▸ SHORT EXERCISE:
Return all entries word for word, but drop any images.

▸ AVAILABLE RECORDS:
========================================================================

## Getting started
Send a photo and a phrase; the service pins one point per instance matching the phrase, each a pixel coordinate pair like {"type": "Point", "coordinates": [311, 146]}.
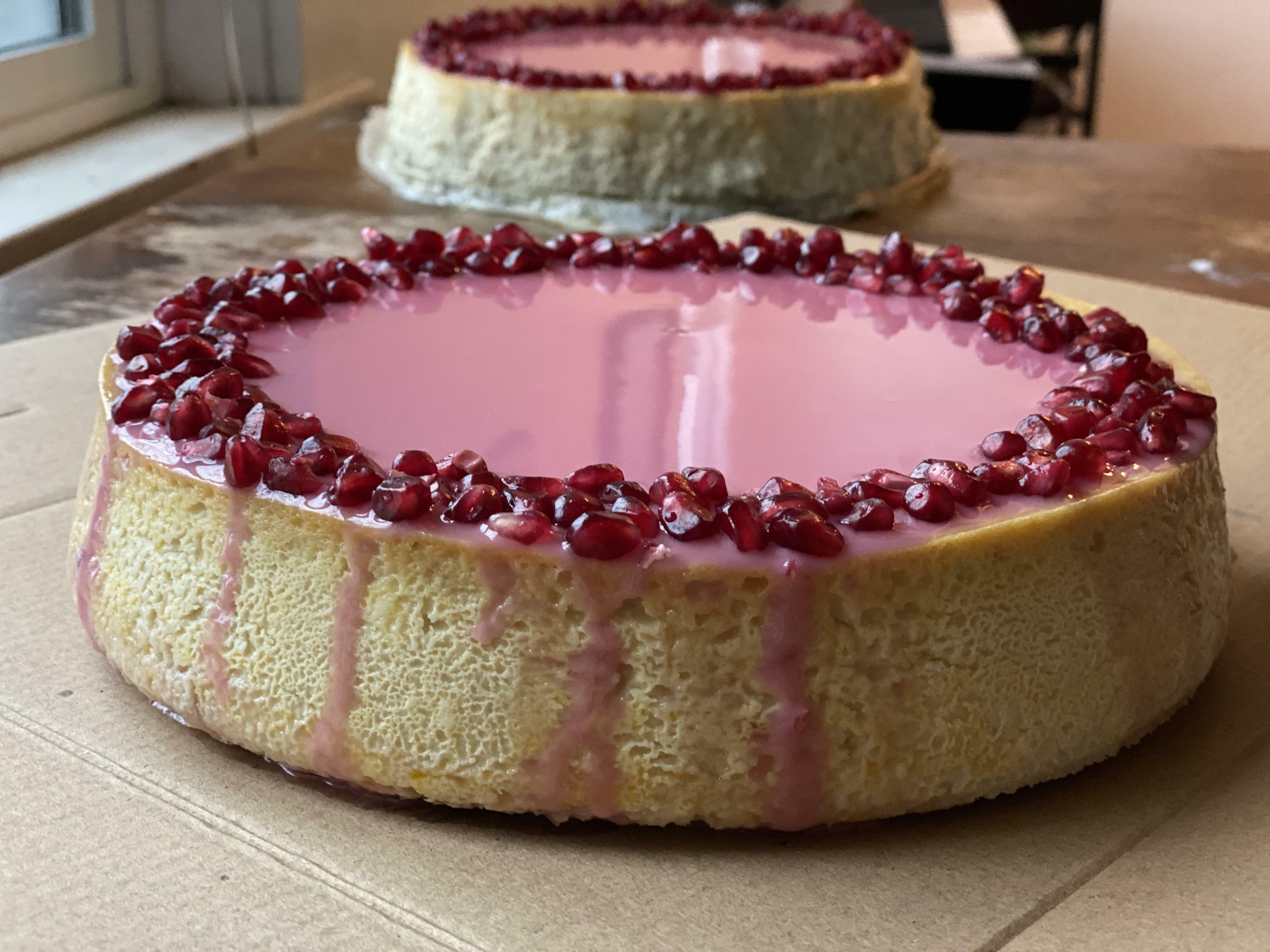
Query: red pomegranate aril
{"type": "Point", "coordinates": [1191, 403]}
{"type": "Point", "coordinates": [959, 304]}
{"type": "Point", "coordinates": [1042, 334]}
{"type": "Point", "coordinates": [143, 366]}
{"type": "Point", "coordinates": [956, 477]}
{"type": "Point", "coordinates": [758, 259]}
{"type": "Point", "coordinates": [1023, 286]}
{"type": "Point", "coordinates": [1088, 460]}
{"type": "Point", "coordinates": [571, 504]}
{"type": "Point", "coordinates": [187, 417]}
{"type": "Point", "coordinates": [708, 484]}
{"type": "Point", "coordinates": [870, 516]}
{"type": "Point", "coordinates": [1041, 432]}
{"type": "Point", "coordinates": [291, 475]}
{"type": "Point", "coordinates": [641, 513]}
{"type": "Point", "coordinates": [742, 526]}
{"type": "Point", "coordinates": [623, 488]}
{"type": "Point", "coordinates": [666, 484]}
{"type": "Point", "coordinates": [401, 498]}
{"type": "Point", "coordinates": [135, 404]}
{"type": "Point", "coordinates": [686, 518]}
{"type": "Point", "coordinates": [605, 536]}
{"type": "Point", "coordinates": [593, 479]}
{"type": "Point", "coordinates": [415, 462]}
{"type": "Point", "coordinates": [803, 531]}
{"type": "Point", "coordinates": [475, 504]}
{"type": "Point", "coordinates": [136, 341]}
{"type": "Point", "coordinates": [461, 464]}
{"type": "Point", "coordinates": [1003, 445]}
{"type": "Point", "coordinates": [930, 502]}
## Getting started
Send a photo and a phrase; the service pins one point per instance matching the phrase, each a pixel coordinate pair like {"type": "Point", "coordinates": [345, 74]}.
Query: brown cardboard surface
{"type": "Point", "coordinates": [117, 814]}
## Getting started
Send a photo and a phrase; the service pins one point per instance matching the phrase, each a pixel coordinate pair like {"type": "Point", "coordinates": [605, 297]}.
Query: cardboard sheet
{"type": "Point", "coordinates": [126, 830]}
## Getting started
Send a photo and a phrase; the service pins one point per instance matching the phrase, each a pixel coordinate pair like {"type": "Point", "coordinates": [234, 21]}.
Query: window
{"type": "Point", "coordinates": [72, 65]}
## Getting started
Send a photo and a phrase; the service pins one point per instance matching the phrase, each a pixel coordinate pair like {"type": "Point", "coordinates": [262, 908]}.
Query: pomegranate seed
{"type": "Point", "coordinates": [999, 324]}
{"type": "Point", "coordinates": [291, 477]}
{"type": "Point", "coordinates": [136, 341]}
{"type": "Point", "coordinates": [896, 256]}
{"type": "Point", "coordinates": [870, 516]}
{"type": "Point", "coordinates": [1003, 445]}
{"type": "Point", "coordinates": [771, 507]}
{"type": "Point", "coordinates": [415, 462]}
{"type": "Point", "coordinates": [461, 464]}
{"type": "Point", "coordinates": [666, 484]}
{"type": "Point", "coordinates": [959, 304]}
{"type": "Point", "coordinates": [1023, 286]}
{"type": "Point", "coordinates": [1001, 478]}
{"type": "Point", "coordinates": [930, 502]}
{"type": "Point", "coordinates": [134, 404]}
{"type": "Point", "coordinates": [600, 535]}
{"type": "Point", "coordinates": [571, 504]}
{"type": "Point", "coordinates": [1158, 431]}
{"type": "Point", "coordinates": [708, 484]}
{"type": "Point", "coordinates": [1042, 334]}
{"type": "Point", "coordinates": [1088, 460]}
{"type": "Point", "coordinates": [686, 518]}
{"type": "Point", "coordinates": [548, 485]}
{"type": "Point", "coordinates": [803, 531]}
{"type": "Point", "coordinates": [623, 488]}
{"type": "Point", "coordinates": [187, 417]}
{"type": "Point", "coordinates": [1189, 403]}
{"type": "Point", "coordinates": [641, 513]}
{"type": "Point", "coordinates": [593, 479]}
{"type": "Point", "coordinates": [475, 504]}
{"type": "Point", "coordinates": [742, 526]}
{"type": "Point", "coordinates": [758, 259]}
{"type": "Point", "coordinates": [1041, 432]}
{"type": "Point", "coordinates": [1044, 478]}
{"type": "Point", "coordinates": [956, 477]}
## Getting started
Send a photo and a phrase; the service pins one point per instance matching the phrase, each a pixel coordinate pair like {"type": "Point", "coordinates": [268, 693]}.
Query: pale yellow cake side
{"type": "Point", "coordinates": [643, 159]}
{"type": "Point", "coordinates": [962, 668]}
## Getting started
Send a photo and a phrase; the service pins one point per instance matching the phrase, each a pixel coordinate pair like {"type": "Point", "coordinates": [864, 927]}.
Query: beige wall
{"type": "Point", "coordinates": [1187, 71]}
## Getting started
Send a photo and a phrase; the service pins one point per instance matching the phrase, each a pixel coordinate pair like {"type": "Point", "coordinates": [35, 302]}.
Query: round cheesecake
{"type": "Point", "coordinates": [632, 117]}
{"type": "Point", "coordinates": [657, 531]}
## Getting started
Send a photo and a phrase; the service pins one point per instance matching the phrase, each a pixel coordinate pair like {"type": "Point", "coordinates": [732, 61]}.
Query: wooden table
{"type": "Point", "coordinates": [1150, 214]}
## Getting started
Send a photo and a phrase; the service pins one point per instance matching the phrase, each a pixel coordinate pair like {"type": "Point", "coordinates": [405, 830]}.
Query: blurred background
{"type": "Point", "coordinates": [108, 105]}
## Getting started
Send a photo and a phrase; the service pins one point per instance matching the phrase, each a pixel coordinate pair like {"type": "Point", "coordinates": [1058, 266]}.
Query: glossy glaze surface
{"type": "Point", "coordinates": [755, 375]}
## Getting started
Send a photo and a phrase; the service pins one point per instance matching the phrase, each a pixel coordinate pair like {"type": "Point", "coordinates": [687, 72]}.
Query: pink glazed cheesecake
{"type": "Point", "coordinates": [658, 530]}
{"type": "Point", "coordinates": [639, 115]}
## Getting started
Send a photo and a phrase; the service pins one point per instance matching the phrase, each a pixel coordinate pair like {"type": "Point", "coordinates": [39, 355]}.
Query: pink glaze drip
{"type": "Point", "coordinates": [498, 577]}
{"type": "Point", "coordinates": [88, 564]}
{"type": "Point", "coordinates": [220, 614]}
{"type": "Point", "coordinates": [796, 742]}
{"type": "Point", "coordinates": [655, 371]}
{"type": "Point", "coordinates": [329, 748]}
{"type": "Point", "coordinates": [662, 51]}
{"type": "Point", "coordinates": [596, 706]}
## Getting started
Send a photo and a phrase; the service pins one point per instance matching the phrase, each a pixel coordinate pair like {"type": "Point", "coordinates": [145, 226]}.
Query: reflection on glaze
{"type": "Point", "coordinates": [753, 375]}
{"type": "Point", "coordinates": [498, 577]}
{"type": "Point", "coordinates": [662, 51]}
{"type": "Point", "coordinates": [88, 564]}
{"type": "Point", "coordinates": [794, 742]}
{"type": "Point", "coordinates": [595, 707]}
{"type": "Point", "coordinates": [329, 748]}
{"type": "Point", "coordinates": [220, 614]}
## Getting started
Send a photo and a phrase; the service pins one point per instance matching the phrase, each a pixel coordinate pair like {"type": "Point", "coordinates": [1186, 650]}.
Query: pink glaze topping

========================================================================

▸ RESULT:
## Getting started
Send a photo and a phrase; the service pins one point per instance matching the phrase, each a pixel coordinate pair like {"type": "Point", "coordinates": [311, 146]}.
Query: red pomegranate aril
{"type": "Point", "coordinates": [1191, 403]}
{"type": "Point", "coordinates": [959, 304]}
{"type": "Point", "coordinates": [1042, 334]}
{"type": "Point", "coordinates": [143, 366]}
{"type": "Point", "coordinates": [956, 477]}
{"type": "Point", "coordinates": [758, 259]}
{"type": "Point", "coordinates": [1023, 286]}
{"type": "Point", "coordinates": [1088, 460]}
{"type": "Point", "coordinates": [571, 504]}
{"type": "Point", "coordinates": [187, 417]}
{"type": "Point", "coordinates": [708, 484]}
{"type": "Point", "coordinates": [870, 516]}
{"type": "Point", "coordinates": [1041, 432]}
{"type": "Point", "coordinates": [291, 475]}
{"type": "Point", "coordinates": [641, 513]}
{"type": "Point", "coordinates": [742, 526]}
{"type": "Point", "coordinates": [623, 488]}
{"type": "Point", "coordinates": [666, 484]}
{"type": "Point", "coordinates": [401, 498]}
{"type": "Point", "coordinates": [135, 404]}
{"type": "Point", "coordinates": [686, 518]}
{"type": "Point", "coordinates": [605, 536]}
{"type": "Point", "coordinates": [593, 479]}
{"type": "Point", "coordinates": [415, 462]}
{"type": "Point", "coordinates": [803, 531]}
{"type": "Point", "coordinates": [475, 504]}
{"type": "Point", "coordinates": [136, 341]}
{"type": "Point", "coordinates": [461, 464]}
{"type": "Point", "coordinates": [1003, 445]}
{"type": "Point", "coordinates": [930, 502]}
## Getting started
Send a photo and a phrase; the service pins one point per instance matching the phrase, each a pixel coordinate pair like {"type": "Point", "coordinates": [345, 74]}.
Query: brown cardboard surface
{"type": "Point", "coordinates": [117, 814]}
## Getting started
Send a photo and a phrase; the service pins one point per instance matching the phrase, each a pixel coordinate pair like {"type": "Point", "coordinates": [605, 297]}.
Query: cardboard sheet
{"type": "Point", "coordinates": [126, 830]}
## Getting started
Send a photo and a phrase; the service pins one point per instance matching the phrase, each a pixel coordinate pair like {"type": "Point", "coordinates": [234, 21]}.
Query: window
{"type": "Point", "coordinates": [72, 65]}
## Getting started
Send a photo and a phrase; the service pins one point per instance matching the phrase, each a pixel coordinate pair like {"type": "Point", "coordinates": [262, 908]}.
Query: pomegranate seed
{"type": "Point", "coordinates": [999, 324]}
{"type": "Point", "coordinates": [291, 477]}
{"type": "Point", "coordinates": [136, 341]}
{"type": "Point", "coordinates": [896, 256]}
{"type": "Point", "coordinates": [870, 516]}
{"type": "Point", "coordinates": [1003, 445]}
{"type": "Point", "coordinates": [771, 507]}
{"type": "Point", "coordinates": [415, 462]}
{"type": "Point", "coordinates": [461, 464]}
{"type": "Point", "coordinates": [666, 484]}
{"type": "Point", "coordinates": [959, 304]}
{"type": "Point", "coordinates": [1023, 286]}
{"type": "Point", "coordinates": [1001, 478]}
{"type": "Point", "coordinates": [930, 502]}
{"type": "Point", "coordinates": [134, 404]}
{"type": "Point", "coordinates": [600, 535]}
{"type": "Point", "coordinates": [571, 504]}
{"type": "Point", "coordinates": [1158, 431]}
{"type": "Point", "coordinates": [708, 484]}
{"type": "Point", "coordinates": [1042, 334]}
{"type": "Point", "coordinates": [1088, 460]}
{"type": "Point", "coordinates": [686, 518]}
{"type": "Point", "coordinates": [548, 485]}
{"type": "Point", "coordinates": [803, 531]}
{"type": "Point", "coordinates": [623, 488]}
{"type": "Point", "coordinates": [187, 417]}
{"type": "Point", "coordinates": [1189, 403]}
{"type": "Point", "coordinates": [641, 513]}
{"type": "Point", "coordinates": [593, 479]}
{"type": "Point", "coordinates": [475, 504]}
{"type": "Point", "coordinates": [742, 526]}
{"type": "Point", "coordinates": [758, 259]}
{"type": "Point", "coordinates": [1041, 432]}
{"type": "Point", "coordinates": [1044, 478]}
{"type": "Point", "coordinates": [956, 477]}
## Getting started
Send a photo and a phrase; the service pins one point per instance matching the phrase, each a pixel coordinate pair like {"type": "Point", "coordinates": [268, 693]}.
Query: pale yellow cake side
{"type": "Point", "coordinates": [643, 159]}
{"type": "Point", "coordinates": [962, 668]}
## Getting started
Send a photo and a phrase; the service pins one point per instance matching the phrase, each a pixel coordinate pair like {"type": "Point", "coordinates": [864, 927]}.
Query: beige wall
{"type": "Point", "coordinates": [1187, 71]}
## Getting started
Send a photo and a phrase; the service pins one point per instance matching the phrase, each a pixel coordinate pair like {"type": "Point", "coordinates": [35, 302]}.
Query: round cheesecake
{"type": "Point", "coordinates": [632, 117]}
{"type": "Point", "coordinates": [657, 531]}
## Getting started
Send a photo and a phrase; the service pins one point per instance matching the phrase, each a pixel coordinate pair like {"type": "Point", "coordinates": [732, 61]}.
Query: wooden table
{"type": "Point", "coordinates": [1150, 214]}
## Getting started
Send a photo and a phrase; the service pins one point per instance matching the phrase, each a pixel coordinate pair like {"type": "Point", "coordinates": [405, 830]}.
Query: blurred background
{"type": "Point", "coordinates": [108, 105]}
## Getting started
Send a photo and a phrase; the service pins one point per instance matching the phrase, each a pixel coordinate pair like {"type": "Point", "coordinates": [1058, 266]}.
Query: glossy glaze surface
{"type": "Point", "coordinates": [755, 375]}
## Getting started
Send a photo and a phrase; the service pins one point per instance matching the phrase, each a pixel coordinate pair like {"type": "Point", "coordinates": [687, 72]}.
Query: pink glazed cheesecake
{"type": "Point", "coordinates": [658, 530]}
{"type": "Point", "coordinates": [639, 115]}
## Getting started
Send a photo and a phrase; the service pins one point per instance matching the phrase, each a pixel coordinate pair like {"type": "Point", "coordinates": [39, 355]}.
Query: pink glaze drip
{"type": "Point", "coordinates": [498, 577]}
{"type": "Point", "coordinates": [88, 564]}
{"type": "Point", "coordinates": [220, 614]}
{"type": "Point", "coordinates": [796, 742]}
{"type": "Point", "coordinates": [655, 371]}
{"type": "Point", "coordinates": [329, 748]}
{"type": "Point", "coordinates": [662, 51]}
{"type": "Point", "coordinates": [596, 706]}
## Getting started
Send a photo and a phrase; the service pins one point per instance matching the phrase, each a pixel coordinate pair like {"type": "Point", "coordinates": [145, 226]}.
Query: reflection on glaze
{"type": "Point", "coordinates": [753, 375]}
{"type": "Point", "coordinates": [498, 577]}
{"type": "Point", "coordinates": [662, 51]}
{"type": "Point", "coordinates": [88, 564]}
{"type": "Point", "coordinates": [794, 742]}
{"type": "Point", "coordinates": [595, 707]}
{"type": "Point", "coordinates": [329, 748]}
{"type": "Point", "coordinates": [220, 614]}
## Getting started
Send a photo and a phrase; the service pins one point per instance matching the phrase, each a pixel coordinate pair like {"type": "Point", "coordinates": [1186, 650]}.
Query: pink glaze topping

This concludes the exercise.